▸ WRITTEN PROBLEM: Shift each x and y coordinate in the answers by adding 121, and write out the items below again in full, every line kept, starting at the very first line and ending at the line that contains "x=329 y=491".

▸ ENTRIES SUPPLIED:
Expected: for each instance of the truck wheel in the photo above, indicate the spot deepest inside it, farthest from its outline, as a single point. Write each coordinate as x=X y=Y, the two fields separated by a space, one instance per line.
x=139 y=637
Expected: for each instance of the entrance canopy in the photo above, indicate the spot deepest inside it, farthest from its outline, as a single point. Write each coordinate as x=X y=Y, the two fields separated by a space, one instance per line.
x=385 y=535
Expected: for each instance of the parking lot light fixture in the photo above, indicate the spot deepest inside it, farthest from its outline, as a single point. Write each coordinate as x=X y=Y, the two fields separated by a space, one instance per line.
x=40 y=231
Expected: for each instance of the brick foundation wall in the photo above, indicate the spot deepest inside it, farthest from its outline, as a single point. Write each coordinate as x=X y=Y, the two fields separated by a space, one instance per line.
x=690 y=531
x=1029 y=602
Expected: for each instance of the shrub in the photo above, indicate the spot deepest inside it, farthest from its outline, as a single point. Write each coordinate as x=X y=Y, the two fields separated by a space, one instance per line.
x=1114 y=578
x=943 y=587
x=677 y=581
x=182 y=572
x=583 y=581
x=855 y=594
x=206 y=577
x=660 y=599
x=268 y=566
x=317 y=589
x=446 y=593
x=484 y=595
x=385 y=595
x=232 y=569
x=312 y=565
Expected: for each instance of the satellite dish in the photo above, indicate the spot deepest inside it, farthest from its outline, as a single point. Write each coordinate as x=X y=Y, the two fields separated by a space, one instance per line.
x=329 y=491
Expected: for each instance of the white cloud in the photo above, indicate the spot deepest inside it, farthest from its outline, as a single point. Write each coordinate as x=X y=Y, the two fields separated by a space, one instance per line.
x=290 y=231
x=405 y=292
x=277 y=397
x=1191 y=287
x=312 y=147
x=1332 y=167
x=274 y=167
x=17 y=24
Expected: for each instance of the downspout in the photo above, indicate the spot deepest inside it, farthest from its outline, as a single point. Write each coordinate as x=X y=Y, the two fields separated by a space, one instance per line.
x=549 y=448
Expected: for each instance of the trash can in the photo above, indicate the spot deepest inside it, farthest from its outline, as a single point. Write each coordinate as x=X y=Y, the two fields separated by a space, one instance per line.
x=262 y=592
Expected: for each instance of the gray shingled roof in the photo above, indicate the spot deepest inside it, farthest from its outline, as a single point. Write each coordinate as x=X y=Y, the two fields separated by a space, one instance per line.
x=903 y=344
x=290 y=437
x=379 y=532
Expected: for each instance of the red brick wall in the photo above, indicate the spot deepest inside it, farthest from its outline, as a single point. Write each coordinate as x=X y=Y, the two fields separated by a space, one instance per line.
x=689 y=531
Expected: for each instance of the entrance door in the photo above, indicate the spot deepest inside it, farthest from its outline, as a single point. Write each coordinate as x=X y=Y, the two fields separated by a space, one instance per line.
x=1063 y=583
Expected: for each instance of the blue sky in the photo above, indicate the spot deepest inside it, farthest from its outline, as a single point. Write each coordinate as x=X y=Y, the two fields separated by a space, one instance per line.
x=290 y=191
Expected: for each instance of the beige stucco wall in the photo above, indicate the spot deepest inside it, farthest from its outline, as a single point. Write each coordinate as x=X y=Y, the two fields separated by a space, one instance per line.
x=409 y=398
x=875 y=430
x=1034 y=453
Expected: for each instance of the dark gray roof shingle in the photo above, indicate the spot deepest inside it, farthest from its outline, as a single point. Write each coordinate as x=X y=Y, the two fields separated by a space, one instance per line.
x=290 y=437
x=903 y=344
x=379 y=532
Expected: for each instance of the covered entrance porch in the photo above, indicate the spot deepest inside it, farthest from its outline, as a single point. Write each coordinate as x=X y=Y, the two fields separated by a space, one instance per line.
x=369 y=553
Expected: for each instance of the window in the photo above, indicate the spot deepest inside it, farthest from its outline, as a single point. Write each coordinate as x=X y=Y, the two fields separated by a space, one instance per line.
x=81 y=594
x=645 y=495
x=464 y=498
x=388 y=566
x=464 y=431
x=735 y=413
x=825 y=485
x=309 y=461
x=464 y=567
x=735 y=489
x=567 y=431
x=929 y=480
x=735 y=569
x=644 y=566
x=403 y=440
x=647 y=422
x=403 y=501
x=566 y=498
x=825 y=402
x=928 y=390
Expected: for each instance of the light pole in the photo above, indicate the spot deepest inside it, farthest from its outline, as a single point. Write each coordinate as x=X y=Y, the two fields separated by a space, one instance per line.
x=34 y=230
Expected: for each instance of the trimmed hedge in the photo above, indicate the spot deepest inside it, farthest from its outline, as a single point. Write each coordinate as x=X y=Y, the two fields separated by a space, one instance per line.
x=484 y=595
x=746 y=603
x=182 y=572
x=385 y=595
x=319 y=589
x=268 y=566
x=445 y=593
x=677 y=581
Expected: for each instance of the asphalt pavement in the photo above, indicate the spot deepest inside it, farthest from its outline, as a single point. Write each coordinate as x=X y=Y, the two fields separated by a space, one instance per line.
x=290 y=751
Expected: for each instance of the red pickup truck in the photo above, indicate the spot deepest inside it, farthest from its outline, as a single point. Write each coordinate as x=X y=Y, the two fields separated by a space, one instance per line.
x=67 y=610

▸ REPLY:
Expected: for each instance of the truck wheel in the photo above, indicate the spot deepest inside it, farthest from its outline, as a single point. Write each coordinate as x=X y=Y, the two fields separated by a space, one instance per line.
x=260 y=758
Expected: for each instance of the entrance canopy in the photo above, indicate the spot deepest inside it, farthest from its outline, as a single point. Write each coordinate as x=X y=Y, the two fields separated by a space, one instance per line.
x=506 y=656
Expected: for each instance of the parking lot light fixture in the photo above, indicate the spot deepest inside it, farthest from its outline, as a single point. Write each coordinate as x=X y=Y, the two fields separated by a space, one instance per line.
x=161 y=352
Expected: for each instance of the brick foundation wall in the photo above, indicate the spot deepest inside it, farthest from its outline, as a single point. Write each coordinate as x=X y=Y, the two fields separated by a space, one instance per line.
x=811 y=652
x=1150 y=723
Expected: for each instance of the shrub in the photo above, indicate the spot deepest inside it, farthest from its outline, as a single point. Write each coordinate as x=X y=Y, the two fields separated by a space, one instance per line.
x=1235 y=699
x=1064 y=708
x=798 y=702
x=303 y=693
x=704 y=702
x=976 y=715
x=327 y=698
x=781 y=720
x=389 y=687
x=438 y=710
x=567 y=714
x=605 y=716
x=506 y=716
x=353 y=690
x=433 y=686
Expected: for each instance of the satellite dish in the photo above, indicate the spot deepest inside it, farthest from its outline, as a single point. Write each coordinate as x=X y=Y, the two fields separated by a space, one instance per line.
x=450 y=612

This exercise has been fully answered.